BEGIN DOCUMENT EXCERPT

More info about PEP at *www.who.int/hiv/topics/prophylaxis/en/

and someone said in earlier post that HIV cannot live outside the body. Its true but it depends a lot on howmuch time it has been outside the body.

And btw, it is possible to infect people in this manner, though whether the victim will become infected and diseased depends upon many other factors.



[slightly offtopic]
And all those idi*ots who have a habit of forwarding all those useless messages such as 'Send this to 10 people except me and u will beocme successful' are requested to forward my message on this topic. Kabhi toh kucch accha forward karo!


----------



## goobimama (Nov 19, 2007)

Wtf!!!


----------



## iMav (Nov 19, 2007)

so isnt there like another injection which de-infects u like they show in the movies ... theres always 1 good injection and 1 bad injection .... if so plz giv me that i will put that under every seat and leave a note ... "ur sysem is now hiv free ...


----------



## victor_rambo (Nov 19, 2007)

lol

btw, in movies, even that bad injection is a fake one


----------



## naveen_reloaded (Nov 19, 2007)

> Scientists and medical authorities agree that HIV does not survive well outside the body, making the possibility of environmental transmission remote. HIV is found in varying concentrations or amounts in blood, semen, vaginal fluid, breast milk, saliva, and tears. To obtain data on the survival of HIV, laboratory studies have required the use of artificially high concentrations of laboratory-grown virus. Although these unnatural concentrations of HIV can be kept alive for days or even weeks under precisely controlled and limited laboratory conditions, CDC studies have shown that drying of even these high concentrations of HIV reduces the amount of infectious virus by 90 to 99 percent within several hours. Since the HIV concentrations used in laboratory studies are much higher than those actually found in blood or other specimens, drying of HIV-infected human blood or other body fluids reduces the theoretical risk of environmental transmission to that which has been observed - essentially zero. Incorrect interpretations of conclusions drawn from laboratory studies have in some instances caused unnecessary alarm.
> 
> Results from laboratory studies should not be used to assess specific personal risk of infection because (1) the amount of virus studied is not found in human specimens or elsewhere in nature, and (2) no one has been identified as infected with HIV due to contact with an environmental surface. Additionally, HIV is unable to reproduce outside its living host (unlike many bacteria or fungi, which may do so under suitable conditions), except under laboratory conditions; therefore, it does not spread or maintain infectiousness outside its host.

END DOCUMENT EXCERPT
BEGIN EXTRACTED INFORMATION

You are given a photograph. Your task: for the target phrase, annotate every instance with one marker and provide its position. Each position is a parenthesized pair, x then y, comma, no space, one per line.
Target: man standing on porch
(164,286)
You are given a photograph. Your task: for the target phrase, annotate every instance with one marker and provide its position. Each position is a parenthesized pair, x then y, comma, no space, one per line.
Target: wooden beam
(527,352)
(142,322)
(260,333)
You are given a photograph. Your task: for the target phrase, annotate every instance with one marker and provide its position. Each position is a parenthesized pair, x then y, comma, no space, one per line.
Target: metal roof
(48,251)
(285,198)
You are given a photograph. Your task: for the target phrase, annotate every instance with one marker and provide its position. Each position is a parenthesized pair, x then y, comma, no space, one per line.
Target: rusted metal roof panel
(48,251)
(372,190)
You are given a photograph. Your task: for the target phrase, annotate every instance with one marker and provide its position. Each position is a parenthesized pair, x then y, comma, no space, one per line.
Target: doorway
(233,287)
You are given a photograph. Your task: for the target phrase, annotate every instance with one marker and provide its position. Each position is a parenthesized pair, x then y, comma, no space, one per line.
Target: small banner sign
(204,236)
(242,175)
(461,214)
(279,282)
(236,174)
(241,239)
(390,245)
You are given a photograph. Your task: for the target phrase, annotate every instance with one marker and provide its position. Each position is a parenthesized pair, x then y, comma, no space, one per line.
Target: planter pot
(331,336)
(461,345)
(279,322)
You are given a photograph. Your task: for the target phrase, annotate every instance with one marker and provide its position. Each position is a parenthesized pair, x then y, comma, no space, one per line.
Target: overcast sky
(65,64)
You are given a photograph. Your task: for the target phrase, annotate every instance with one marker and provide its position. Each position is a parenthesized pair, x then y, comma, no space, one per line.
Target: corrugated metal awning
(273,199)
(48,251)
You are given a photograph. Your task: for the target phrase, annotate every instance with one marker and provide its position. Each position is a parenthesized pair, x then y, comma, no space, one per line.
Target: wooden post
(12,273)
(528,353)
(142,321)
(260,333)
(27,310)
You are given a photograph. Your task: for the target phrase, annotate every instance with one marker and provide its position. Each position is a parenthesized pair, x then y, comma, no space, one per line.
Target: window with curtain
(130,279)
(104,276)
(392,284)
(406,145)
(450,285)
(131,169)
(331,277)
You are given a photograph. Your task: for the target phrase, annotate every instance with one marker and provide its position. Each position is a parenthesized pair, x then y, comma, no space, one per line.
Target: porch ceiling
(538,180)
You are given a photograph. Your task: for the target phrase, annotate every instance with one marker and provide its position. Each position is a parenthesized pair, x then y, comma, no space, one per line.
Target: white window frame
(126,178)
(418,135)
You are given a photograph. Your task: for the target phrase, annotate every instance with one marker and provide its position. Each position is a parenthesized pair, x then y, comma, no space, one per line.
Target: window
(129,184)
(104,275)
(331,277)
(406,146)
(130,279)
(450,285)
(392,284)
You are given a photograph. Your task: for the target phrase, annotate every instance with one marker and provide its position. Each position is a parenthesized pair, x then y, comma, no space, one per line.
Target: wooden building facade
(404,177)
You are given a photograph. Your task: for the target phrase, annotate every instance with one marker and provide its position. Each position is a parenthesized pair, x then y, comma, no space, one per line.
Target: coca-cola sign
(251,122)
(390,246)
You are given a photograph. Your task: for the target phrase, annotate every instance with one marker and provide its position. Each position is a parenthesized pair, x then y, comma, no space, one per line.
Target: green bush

END EXTRACTED INFORMATION

_REQUIRED ACTION 1:_ According to the forum thread on HIV, CDC studies found that drying cuts the amount of infectious virus by how much, and within how long?
_REQUIRED ACTION 2:_ For each statement, say whether the forum thread on HIV agrees, and quote the words that decide it: (a) HIV is found in saliva and tears. (b) Some people have been infected with HIV through contact with an environmental surface. (c) HIV can reproduce outside its living host outside the laboratory.
_REQUIRED ACTION 3:_ Write the next post in the forum thread on HIV, picking up after its last sentence.

_EXPECTED OUTPUT 1:_ By 90 to 99 percent within several hours.

_EXPECTED OUTPUT 2:_
(a) Yes: "HIV is found in varying concentrations or amounts in blood, semen, vaginal fluid, breast milk, saliva, and tears."
(b) No: "no one has been identified as infected with HIV due to contact with an environmental surface"
(c) No: "HIV is unable to reproduce outside its living host"

_EXPECTED OUTPUT 3:_
totally false news..

good scary story though...

*www.cdc.gov/hiv/resources/qa/qa35.htm


----------



## vish786 (Nov 19, 2007)

I was too bio student... HIV Virus never dies, its just Dead for a time being but as soon as it comes in contact with an _living entity_, it simulates & is alive then gradually immunes the body simultaneously replicating itself in multiple cells.

This is fact.


----------



## The_Devil_Himself (Nov 19, 2007)

Guys The fact of the matter is that actually Viruses can/do survive outside their hosts and thats how they spread and thats the reason why they are so damn successful.Few points about HIV:

1.Its probably the weakest Virus known to us.This sucker can't even survive the gastric juices of mosquito and thats why it doesn't spread by mosquito bites.

2.Good news.People say avoid unprotected sex but actually the chances of contracting HIV from a one time intercourse is next to nothing,it spreads when you repeatedly  have intercourse with an infected person.So of course we should avoid unprotected sex but wth we can loosen up a bit(just j\k).

3.Contracting HIV from an infected needle on a cinema hall seat where it was lying there for god knows how many days is again next to nothing but but it is possible so be careful.But guys who go to picture halls anyway,not me.But if they start putting these needles on DTC seats then I would be really scared.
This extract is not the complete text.